_Exercise instructions_:
Copy word for word the part of the blog post on grief that opens with the words containing "A few years" and closes with "it each day.".

Thursday, February 24, 2011

Hello Grief, come sit a while.

A few years ago, I totally lost myself in sorrow.  When three of my relatives died within a 4 month period, I just got so sad that I looked so hard for a diversion that I couldn't see straight.  I made mistakes.  At some point in time in life I guess we all do.  We all screw up and we can blame it on whatever makes us feel justified, but what I know now is that I wasn't justified simply because of the pain I felt.  That was then - this is now.  Now I feel the onset of that same overwhelming sorrow.  What I think I have learned is to just SIT in it.  Let myself feel the pain each day until it begins to lighten up - that is, not to try and escape it, but to feel it wash over me, acknowledge it for what it is (grief) and then try to release it each day. 

I lost my aunt, as you know, about 11 days ago.  Yesterday I found out that a new friend, a person I'd recently tried hard to help and then strangely gotten attached to, died in the wee hours of the morning.  Someone reminded me that death comes in "3's."  I'm trying to ignore this superstition because I don't know that my heart can take another loss right now.  Normally I'm chatty, feel pretty okay about life, despite my sometimes stressful job.  Right now, I don't want to talk.  I don't have anything to say but a simple question to the Universe - "Why?"  I know that death is a part of life.  And if I didn't already get this notion, my job would have taught me well over the last three years.  But lately it seems that people are dying in middle age - in their 40's, 50's, and 60's.  And a lot of people are dying.  I'm sure it's proportional to the population - maybe a result too of our toxic environment.  The Bible says that our days are numbered from the start - that God knows when each of us will go.  It's predetermined how and when we die.  I don't know about that necessarily because some things just seem so freakishly odd that I just can't figure how or why it should have gone down that way.  But then, I don't have that supreme understanding of the way the world works.  I wish I did.

_Data extracts_:
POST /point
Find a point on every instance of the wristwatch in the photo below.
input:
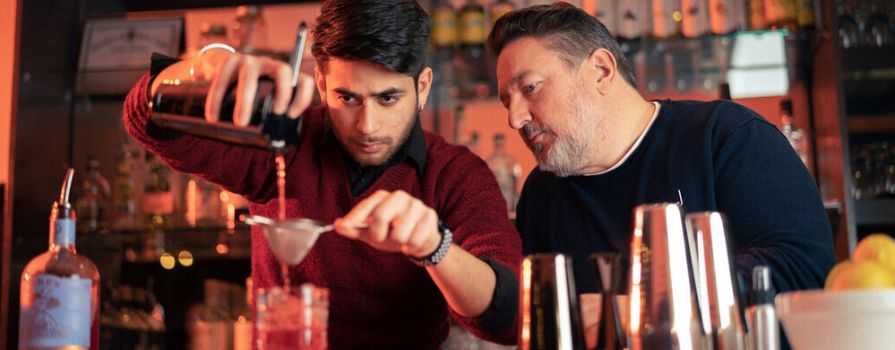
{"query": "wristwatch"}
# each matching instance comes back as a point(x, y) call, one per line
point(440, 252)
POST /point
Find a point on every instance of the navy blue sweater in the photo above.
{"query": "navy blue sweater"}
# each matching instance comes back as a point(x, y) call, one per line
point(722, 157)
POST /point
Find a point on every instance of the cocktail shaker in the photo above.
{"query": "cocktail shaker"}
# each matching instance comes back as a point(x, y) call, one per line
--
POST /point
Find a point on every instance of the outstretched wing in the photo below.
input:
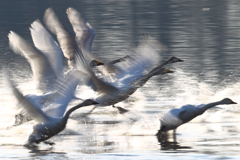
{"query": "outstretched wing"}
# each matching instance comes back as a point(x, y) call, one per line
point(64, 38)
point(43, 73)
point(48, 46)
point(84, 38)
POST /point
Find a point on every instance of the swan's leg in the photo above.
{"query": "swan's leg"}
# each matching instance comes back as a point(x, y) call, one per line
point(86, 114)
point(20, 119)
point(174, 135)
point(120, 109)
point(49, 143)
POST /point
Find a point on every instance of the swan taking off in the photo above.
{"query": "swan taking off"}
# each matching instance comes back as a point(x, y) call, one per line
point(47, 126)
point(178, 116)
---
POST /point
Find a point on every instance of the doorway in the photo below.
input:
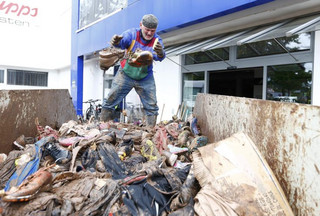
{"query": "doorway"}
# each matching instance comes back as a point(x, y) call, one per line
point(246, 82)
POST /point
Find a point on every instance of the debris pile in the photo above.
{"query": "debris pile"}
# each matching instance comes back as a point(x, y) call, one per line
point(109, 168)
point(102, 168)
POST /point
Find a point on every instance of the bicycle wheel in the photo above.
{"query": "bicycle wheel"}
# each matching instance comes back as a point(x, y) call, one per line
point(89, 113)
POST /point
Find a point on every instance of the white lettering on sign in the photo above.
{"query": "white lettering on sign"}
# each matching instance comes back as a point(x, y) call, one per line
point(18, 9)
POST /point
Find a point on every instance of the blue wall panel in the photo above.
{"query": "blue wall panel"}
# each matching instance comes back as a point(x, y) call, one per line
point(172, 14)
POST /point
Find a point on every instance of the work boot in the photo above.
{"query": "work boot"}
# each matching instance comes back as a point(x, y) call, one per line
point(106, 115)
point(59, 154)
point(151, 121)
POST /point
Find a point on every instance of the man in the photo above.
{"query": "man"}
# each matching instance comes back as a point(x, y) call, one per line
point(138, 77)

_Reply to the exercise_:
A few years ago, I totally lost myself in sorrow.  When three of my relatives died within a 4 month period, I just got so sad that I looked so hard for a diversion that I couldn't see straight.  I made mistakes.  At some point in time in life I guess we all do.  We all screw up and we can blame it on whatever makes us feel justified, but what I know now is that I wasn't justified simply because of the pain I felt.  That was then - this is now.  Now I feel the onset of that same overwhelming sorrow.  What I think I have learned is to just SIT in it.  Let myself feel the pain each day until it begins to lighten up - that is, not to try and escape it, but to feel it wash over me, acknowledge it for what it is (grief) and then try to release it each day.